_Soal Latihan_
1. Terjemahkan kalimat berikut dari teks pilihan ke dalam bahasa Inggris: "Setelah mengisi air sembari membasahi badan yang dibanjiri keringat yang mulai bercucuran di penampungan saluran yang mengarah ke perkampungan saya pun menyusul teman-teman untuk melanjutkan perjalanan tanpa menunggu para senior yang tidak kunjung tiba."
2. Tuliskan bagian dari teks pilihan tanpa mengubah satu huruf pun, mulai dari kata-kata yang memuat "Setelah beristirahat sejenak", lalu berhenti setelah "tidak kunjung tiba.".

Setelah beristirahat sejenak
sembari meneguk minuman pendongkrak stamina, Saya dan Jupri pun
melanjutkan perjalanan, jaket pun sudah saya tanggalkan dimasukkan
dalam tas ransel biar memudahkan gerak dan langkah menyelip menghindari
daun rumput gajah yang tumbuh subur di sepanjang perjalanan.
Dan
buah dari keyakinan kami berujung manis setelah mendengar ocehan
rekan-rekan lain yang sudah menunggu di sebuah rumah-rumahan yang
dibikin oleh empunya ladang yang kami singgahi, sambil ngemil makan
riangan. Setelah mengisi air sembari membasahi badan yang dibanjiri
keringat yang mulai bercucuran di penampungan saluran yang mengarah ke
perkampungan saya pun menyusul teman-teman untuk melanjutkan
perjalanan tanpa menunggu para senior yang tidak kunjung tiba.

_Data Tersedia_
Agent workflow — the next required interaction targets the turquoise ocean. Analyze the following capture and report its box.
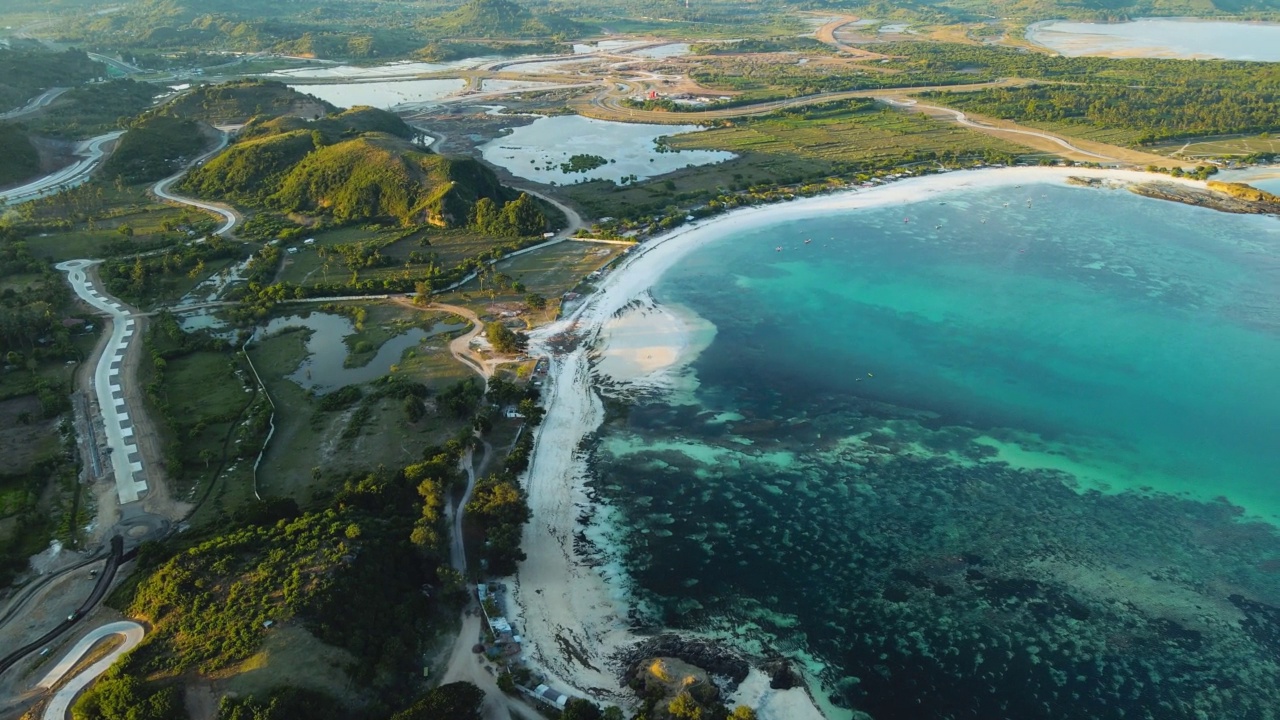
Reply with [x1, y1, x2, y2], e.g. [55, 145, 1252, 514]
[591, 183, 1280, 720]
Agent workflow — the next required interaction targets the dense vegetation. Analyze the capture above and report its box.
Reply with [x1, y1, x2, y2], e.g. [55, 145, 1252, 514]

_Jawaban Lengkap_
1. After refilling water while wetting my body, which was drenched with sweat that had begun to pour down, at the reservoir of the channel leading to the village, I caught up with my friends to continue the journey without waiting for the seniors, who still had not arrived.

2.
Setelah beristirahat sejenak
sembari meneguk minuman pendongkrak stamina, Saya dan Jupri pun
melanjutkan perjalanan, jaket pun sudah saya tanggalkan dimasukkan
dalam tas ransel biar memudahkan gerak dan langkah menyelip menghindari
daun rumput gajah yang tumbuh subur di sepanjang perjalanan.
Dan
buah dari keyakinan kami berujung manis setelah mendengar ocehan
rekan-rekan lain yang sudah menunggu di sebuah rumah-rumahan yang
dibikin oleh empunya ladang yang kami singgahi, sambil ngemil makan
riangan. Setelah mengisi air sembari membasahi badan yang dibanjiri
keringat yang mulai bercucuran di penampungan saluran yang mengarah ke
perkampungan saya pun menyusul teman-teman untuk melanjutkan
perjalanan tanpa menunggu para senior yang tidak kunjung tiba.